-- start Extracted information --

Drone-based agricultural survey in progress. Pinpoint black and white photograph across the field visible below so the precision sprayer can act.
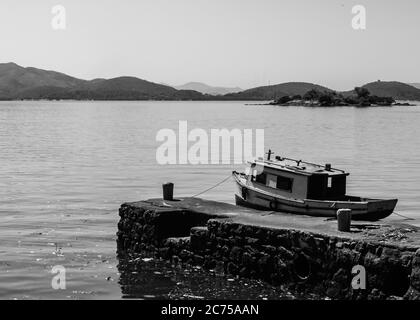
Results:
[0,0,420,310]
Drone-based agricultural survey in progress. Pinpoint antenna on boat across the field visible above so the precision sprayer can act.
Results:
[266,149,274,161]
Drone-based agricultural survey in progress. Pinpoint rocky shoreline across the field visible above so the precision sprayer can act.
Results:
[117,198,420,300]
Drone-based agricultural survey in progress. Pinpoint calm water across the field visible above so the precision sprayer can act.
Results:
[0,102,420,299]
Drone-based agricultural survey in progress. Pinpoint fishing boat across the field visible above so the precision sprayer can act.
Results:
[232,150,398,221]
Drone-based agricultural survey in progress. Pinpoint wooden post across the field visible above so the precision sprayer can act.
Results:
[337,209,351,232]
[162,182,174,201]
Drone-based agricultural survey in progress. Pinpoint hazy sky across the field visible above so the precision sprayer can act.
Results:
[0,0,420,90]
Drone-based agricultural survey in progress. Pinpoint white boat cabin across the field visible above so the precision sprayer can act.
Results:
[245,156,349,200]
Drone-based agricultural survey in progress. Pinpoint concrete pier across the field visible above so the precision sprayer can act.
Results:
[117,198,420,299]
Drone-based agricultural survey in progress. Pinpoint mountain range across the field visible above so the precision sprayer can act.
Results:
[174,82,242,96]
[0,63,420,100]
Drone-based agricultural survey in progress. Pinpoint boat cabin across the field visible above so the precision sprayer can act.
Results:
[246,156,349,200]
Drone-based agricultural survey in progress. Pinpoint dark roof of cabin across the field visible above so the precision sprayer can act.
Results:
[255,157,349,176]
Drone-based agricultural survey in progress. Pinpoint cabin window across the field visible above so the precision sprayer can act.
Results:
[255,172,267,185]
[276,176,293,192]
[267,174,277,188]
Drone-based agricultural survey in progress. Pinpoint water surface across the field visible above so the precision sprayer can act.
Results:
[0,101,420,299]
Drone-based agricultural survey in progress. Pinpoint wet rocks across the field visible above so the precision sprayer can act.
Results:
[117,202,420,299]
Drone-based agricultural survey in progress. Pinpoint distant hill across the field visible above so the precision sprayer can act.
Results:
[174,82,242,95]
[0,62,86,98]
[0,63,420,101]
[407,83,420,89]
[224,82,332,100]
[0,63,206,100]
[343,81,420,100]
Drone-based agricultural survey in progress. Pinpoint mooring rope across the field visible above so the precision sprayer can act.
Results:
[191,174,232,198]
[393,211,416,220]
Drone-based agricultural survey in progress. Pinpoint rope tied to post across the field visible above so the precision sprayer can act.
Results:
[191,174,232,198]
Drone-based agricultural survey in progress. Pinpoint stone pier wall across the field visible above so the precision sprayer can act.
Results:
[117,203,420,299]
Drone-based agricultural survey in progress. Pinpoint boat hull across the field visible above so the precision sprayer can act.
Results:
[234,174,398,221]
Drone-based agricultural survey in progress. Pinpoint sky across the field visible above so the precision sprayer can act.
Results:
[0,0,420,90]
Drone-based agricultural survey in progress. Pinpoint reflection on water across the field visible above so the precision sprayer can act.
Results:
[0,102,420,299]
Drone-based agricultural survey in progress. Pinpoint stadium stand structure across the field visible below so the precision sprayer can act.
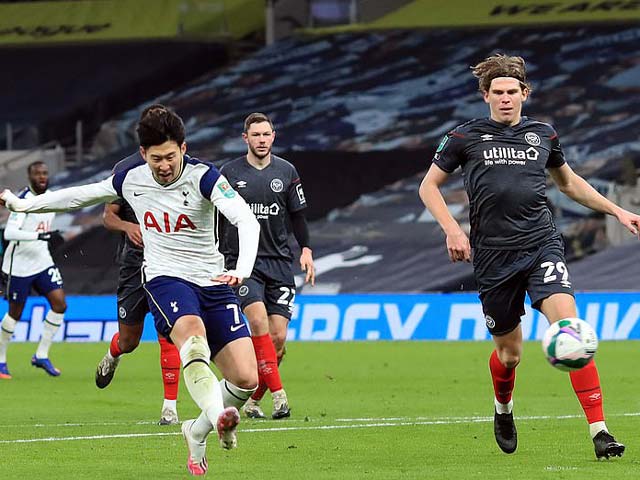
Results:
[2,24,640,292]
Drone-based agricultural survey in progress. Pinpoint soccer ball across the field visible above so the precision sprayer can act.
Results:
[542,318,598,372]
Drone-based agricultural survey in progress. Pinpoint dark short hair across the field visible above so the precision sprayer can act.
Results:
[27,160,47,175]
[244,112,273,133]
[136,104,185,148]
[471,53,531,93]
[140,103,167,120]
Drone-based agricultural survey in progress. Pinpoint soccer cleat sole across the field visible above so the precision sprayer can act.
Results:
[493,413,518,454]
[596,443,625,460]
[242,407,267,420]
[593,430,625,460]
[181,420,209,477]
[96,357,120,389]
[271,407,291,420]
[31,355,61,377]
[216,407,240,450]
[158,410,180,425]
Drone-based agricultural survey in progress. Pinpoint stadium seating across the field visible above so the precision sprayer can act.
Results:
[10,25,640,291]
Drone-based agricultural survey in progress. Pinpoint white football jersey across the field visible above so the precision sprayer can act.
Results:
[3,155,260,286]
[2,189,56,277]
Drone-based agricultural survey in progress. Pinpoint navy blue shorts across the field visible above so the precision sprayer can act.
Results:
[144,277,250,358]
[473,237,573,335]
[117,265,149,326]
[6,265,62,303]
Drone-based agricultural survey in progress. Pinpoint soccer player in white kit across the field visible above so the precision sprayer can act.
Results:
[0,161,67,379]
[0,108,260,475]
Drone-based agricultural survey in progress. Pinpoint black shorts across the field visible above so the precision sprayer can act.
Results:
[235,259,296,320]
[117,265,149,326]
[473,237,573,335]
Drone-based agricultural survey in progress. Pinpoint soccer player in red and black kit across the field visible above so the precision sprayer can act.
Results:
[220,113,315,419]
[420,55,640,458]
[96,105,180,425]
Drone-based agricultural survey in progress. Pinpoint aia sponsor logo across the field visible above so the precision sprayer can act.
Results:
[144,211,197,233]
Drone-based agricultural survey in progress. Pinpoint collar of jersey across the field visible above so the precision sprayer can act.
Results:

-- end Extracted information --

• Aim of the task: Print the entries above from their first line through the line that contains "[246,156,349,200]", including both of those lines and leaving out the pictures.

• Written solution:
Drone-based agricultural survey in progress. Pinpoint black and white photograph across the field visible below so the precision sprayer can act.
Results:
[0,0,420,310]
Drone-based agricultural survey in progress. Pinpoint antenna on boat across the field visible above so the precision sprayer can act.
Results:
[266,149,274,161]
Drone-based agricultural survey in progress. Pinpoint rocky shoreline across the field visible above so the precision sprayer can act.
Results:
[117,198,420,300]
Drone-based agricultural survey in progress. Pinpoint calm water across the field visible above so the precision sprayer can act.
Results:
[0,102,420,299]
Drone-based agricultural survey in progress. Pinpoint fishing boat across the field visible above so the precision sprayer can act.
Results:
[232,150,398,221]
Drone-based agricultural survey in progress. Pinpoint wooden post across the field visible above so the precision sprayer can act.
Results:
[337,209,351,232]
[162,182,174,201]
Drone-based agricultural survey in progress. Pinpoint hazy sky across the field visible above so the precision sprayer can act.
Results:
[0,0,420,90]
Drone-based agricultural survey in progress. Pinpoint white boat cabin across the field visible above so the precision sprayer can act.
Results:
[245,156,349,200]
Drone-based agricultural survey in progress. Pinpoint concrete pier across the field visible above so the precision sprayer can act.
Results:
[117,198,420,299]
Drone-based agricultural survey in progress. Pinpoint mountain range across the field visible above so the precision sprayer can act.
Results:
[174,82,242,96]
[0,63,420,100]
Drone-based agricultural survey in progress. Pinpoint boat cabin across the field visible above so the precision sprayer can act.
Results:
[246,156,349,200]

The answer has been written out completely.